-- SUAS TAREFAS --
1 - Com que idade Henrique Marques começou no taekwondo, segundo a reportagem sobre ele?
2 - Prossiga a reportagem sobre o campeão mundial de taekwondo Henrique Marques a partir do trecho em que ela termina.

RIO DE JANEIRO, RJ (UOL/FOLHAPRESS) – Henrique Marques se tornou o primeiro brasileiro a ser campeão mundial de taekwondo. Muito antes de alcançar o topo do mundo na edição de Wuxi, na China, porém, ele superou as dificuldades de uma vida em um bairro pobre, uma arritmia cardíaca que quase o fez abandonar a carreira e a perda do pai.
Natural de Itaboraí, no Rio de Janeiro, Henrique conviveu com os obstáculos de morar em uma localidade sem muitos recursos básicos. A Vila Portuense chegou a ganhar um apelido pejorativo de “vale da merda” por conta de um valão que enche de esgoto quando chove.
“Eu venho de um bairro pequeno, e morava no local mais humilde do bairro, que era taxado com termos pejorativos. Morávamos em uma situação muito, muito, muito ruim. O taekwondo me proporcionou uma vida melhor. Hoje, tenho condições melhores do que eu tinha e consegui realizar um pouco do sonho da minha família, que era sair do local onde morávamos. nesta segunda-feira (27), moramos em uma casa melhor, temos uma situação de vida melhor, e sou muito grato ao esporte por isso”, disse Henrique Marques, ao UOL, no Pan-Americano Júnior.
Ele começou na modalidade aos oito anos, a partir de um convite de Iris Sing medalha de bronze nos Jogos Pan-Americanos de Toronto-2015, e conta que foi através do esporte que conseguiu mudar o panorama da vida da família.
“Eu fazia jiu-jítsu antes, mas, de tanto que eu assistia às aulas de taekwondo, ela me chamou para participar. Foi paixão à primeira vista. O taekwondo é muito de superação, todo dia você está se superando. E isso é algo que acho incrível no esporte”, disse.

Registros
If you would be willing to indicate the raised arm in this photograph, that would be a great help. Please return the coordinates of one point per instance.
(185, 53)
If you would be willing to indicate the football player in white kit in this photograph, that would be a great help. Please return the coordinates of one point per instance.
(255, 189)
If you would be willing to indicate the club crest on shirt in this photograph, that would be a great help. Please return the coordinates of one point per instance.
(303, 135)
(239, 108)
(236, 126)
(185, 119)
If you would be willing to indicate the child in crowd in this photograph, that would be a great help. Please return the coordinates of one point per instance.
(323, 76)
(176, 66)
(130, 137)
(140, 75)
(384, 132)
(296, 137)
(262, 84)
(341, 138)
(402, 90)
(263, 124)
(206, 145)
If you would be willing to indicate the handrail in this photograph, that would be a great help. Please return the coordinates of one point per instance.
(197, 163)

-- EM RESPOSTA --
1 - Aos oito anos.

2 -
Henrique cresceu ao lado dos cinco irmãos. Estudou em escola pública e ganhou uma bolsa de 50% para as aulas de taekwondo. Mesmo com o desconto, que fazia a mensalidade ficar em torno de R$ 25, era difícil manter. O pai trabalhava em obras e a mãe como diarista, e, apesar da realidade financeira, não deixaram de apoiar o filho. Eles chegaram a pedir um cartão de crédito emprestado para arcar com os custos de torneios. O próprio atleta também corria atrás de recursos através de rifas.
Foi assim que, por exemplo, pôde estar no Brasileiro de 2018. O título representou uma mudança de chave. “Fui ganhando campeonatos pequenos até que, em 2018, fui campeão brasileiro. Desde então, consegui seguir carreira. Hoje em dia, tenho oportunidades de representar meu país, o que é extraordinário”, completou.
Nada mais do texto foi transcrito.